(Records from a data source)

_ _ _ _ _

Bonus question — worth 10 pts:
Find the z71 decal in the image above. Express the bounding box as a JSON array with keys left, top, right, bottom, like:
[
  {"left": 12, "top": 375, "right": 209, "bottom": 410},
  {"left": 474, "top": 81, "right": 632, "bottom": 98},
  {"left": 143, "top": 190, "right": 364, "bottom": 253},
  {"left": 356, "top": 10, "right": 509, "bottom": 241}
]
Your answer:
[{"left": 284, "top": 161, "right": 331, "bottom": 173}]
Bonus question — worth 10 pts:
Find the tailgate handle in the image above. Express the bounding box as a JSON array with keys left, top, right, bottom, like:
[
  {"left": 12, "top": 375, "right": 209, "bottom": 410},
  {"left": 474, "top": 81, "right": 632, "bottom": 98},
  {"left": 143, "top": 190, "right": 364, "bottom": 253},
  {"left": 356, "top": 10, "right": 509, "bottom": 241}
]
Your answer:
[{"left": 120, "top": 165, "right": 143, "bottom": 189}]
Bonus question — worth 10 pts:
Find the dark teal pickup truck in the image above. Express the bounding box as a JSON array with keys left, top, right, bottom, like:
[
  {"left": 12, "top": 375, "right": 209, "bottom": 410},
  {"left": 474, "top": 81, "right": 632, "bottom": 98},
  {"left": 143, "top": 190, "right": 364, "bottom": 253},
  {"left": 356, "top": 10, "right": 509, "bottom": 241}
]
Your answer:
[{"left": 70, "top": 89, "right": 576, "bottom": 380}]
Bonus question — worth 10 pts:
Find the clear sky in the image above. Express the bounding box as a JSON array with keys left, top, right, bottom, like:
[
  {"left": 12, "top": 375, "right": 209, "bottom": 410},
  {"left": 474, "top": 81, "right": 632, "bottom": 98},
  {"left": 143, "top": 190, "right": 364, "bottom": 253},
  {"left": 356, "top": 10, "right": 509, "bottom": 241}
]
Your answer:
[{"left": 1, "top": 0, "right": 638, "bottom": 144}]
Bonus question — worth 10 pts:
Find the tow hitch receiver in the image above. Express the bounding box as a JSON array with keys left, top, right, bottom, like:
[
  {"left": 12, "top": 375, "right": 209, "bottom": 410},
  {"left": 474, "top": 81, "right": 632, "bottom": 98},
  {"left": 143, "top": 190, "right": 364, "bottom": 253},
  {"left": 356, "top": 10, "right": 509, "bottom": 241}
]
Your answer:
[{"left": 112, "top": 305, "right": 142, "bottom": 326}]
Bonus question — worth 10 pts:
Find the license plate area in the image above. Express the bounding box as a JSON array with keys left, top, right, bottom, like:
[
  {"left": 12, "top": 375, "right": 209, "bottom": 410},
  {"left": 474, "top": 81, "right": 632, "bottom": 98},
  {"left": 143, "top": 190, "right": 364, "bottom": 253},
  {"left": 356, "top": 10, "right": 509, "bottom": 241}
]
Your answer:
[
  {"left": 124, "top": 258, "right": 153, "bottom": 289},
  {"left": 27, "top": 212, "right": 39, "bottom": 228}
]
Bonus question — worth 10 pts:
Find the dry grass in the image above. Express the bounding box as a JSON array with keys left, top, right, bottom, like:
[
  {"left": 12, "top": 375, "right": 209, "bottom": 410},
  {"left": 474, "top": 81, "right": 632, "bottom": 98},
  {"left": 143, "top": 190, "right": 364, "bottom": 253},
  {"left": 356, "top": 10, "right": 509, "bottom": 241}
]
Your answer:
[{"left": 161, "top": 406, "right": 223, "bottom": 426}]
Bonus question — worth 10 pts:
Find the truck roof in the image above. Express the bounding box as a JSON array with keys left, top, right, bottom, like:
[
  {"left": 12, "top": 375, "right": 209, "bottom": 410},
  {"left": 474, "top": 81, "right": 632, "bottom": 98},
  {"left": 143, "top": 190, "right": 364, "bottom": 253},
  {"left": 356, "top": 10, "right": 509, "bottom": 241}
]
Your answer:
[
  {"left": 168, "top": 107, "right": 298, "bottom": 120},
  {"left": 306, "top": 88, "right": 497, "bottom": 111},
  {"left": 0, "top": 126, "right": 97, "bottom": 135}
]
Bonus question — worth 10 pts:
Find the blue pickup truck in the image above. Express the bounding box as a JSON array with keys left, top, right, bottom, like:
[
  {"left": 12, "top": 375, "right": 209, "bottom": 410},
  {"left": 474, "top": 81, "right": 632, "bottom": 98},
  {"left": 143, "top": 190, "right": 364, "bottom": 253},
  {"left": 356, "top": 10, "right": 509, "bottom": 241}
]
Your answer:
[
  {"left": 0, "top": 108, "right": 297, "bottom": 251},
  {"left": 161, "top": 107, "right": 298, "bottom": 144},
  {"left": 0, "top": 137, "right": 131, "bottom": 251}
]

_ _ _ _ _

● The task: Output every record exactly as written, with nothing dropped.

● Result for this exercise:
Bonus question — worth 10 pts:
Find the z71 decal in the image above. Express the bounding box as a JSON array with keys left, top, right, bottom, like:
[
  {"left": 12, "top": 375, "right": 209, "bottom": 410},
  {"left": 474, "top": 81, "right": 632, "bottom": 98},
  {"left": 143, "top": 190, "right": 364, "bottom": 253},
  {"left": 356, "top": 10, "right": 509, "bottom": 241}
]
Your answer:
[{"left": 284, "top": 161, "right": 331, "bottom": 173}]
Bonus question — worth 10 pts:
Find the tailgate handle in the image above. Express the bounding box as a JSON array with keys left, top, right, bottom, like:
[
  {"left": 12, "top": 375, "right": 209, "bottom": 410},
  {"left": 474, "top": 81, "right": 632, "bottom": 98},
  {"left": 143, "top": 190, "right": 364, "bottom": 253},
  {"left": 356, "top": 10, "right": 509, "bottom": 241}
]
Your answer:
[{"left": 120, "top": 165, "right": 143, "bottom": 189}]
Bonus question — worth 10 pts:
Find the dark teal pickup truck in the image above. Express the bounding box as a JSON array with keys left, top, right, bottom, like:
[
  {"left": 12, "top": 375, "right": 209, "bottom": 410},
  {"left": 474, "top": 81, "right": 632, "bottom": 98},
  {"left": 143, "top": 190, "right": 364, "bottom": 253},
  {"left": 356, "top": 10, "right": 509, "bottom": 241}
]
Your answer:
[{"left": 70, "top": 89, "right": 576, "bottom": 380}]
Bonus question — worth 10 pts:
Find the clear sky in the image above. Express the bounding box as a JSON array with keys left, top, right, bottom, like:
[
  {"left": 12, "top": 375, "right": 209, "bottom": 410},
  {"left": 474, "top": 81, "right": 632, "bottom": 98},
  {"left": 143, "top": 190, "right": 364, "bottom": 253},
  {"left": 356, "top": 10, "right": 509, "bottom": 241}
]
Your answer:
[{"left": 1, "top": 0, "right": 638, "bottom": 144}]
Bonus question — worth 10 pts:
Find the tow hitch receiver in the image above. Express the bounding box as a JSON array with keys left, top, right, bottom, like:
[
  {"left": 12, "top": 375, "right": 209, "bottom": 410},
  {"left": 474, "top": 81, "right": 632, "bottom": 98},
  {"left": 143, "top": 190, "right": 364, "bottom": 253},
  {"left": 356, "top": 10, "right": 509, "bottom": 241}
]
Your answer:
[{"left": 112, "top": 305, "right": 142, "bottom": 326}]
Bonus question — worth 10 pts:
Find the license plate area in the image above. Express the bounding box as a JSON array with keys left, top, right, bottom, like:
[
  {"left": 12, "top": 375, "right": 209, "bottom": 410},
  {"left": 474, "top": 81, "right": 632, "bottom": 98},
  {"left": 143, "top": 190, "right": 364, "bottom": 253},
  {"left": 356, "top": 10, "right": 509, "bottom": 241}
]
Your answer:
[
  {"left": 124, "top": 258, "right": 153, "bottom": 289},
  {"left": 27, "top": 212, "right": 39, "bottom": 228}
]
Bonus question — worth 10 pts:
Find the dry grass in the image above. Express the bounding box as a JSON array with keys left, top, right, bottom, like:
[
  {"left": 12, "top": 375, "right": 209, "bottom": 410},
  {"left": 474, "top": 81, "right": 632, "bottom": 98},
  {"left": 143, "top": 190, "right": 364, "bottom": 253},
  {"left": 356, "top": 10, "right": 509, "bottom": 241}
]
Your answer:
[{"left": 161, "top": 406, "right": 223, "bottom": 426}]
Bonus question — worth 10 pts:
Find the truck roof in the image above. Express the bounding box as a JSON array with keys left, top, right, bottom, like:
[
  {"left": 12, "top": 375, "right": 209, "bottom": 410},
  {"left": 474, "top": 81, "right": 632, "bottom": 98},
  {"left": 143, "top": 190, "right": 364, "bottom": 253},
  {"left": 356, "top": 10, "right": 509, "bottom": 241}
]
Your answer:
[
  {"left": 168, "top": 107, "right": 298, "bottom": 120},
  {"left": 306, "top": 88, "right": 497, "bottom": 111},
  {"left": 0, "top": 126, "right": 97, "bottom": 135}
]
Bonus question — worth 10 pts:
Find the blue pickup truck in the image above. Express the bounding box as a JSON array with keys left, top, right, bottom, like:
[
  {"left": 12, "top": 375, "right": 209, "bottom": 410},
  {"left": 474, "top": 81, "right": 632, "bottom": 98},
  {"left": 143, "top": 190, "right": 364, "bottom": 253},
  {"left": 356, "top": 10, "right": 509, "bottom": 241}
]
Your answer:
[
  {"left": 0, "top": 108, "right": 297, "bottom": 251},
  {"left": 161, "top": 107, "right": 298, "bottom": 144},
  {"left": 0, "top": 137, "right": 131, "bottom": 251}
]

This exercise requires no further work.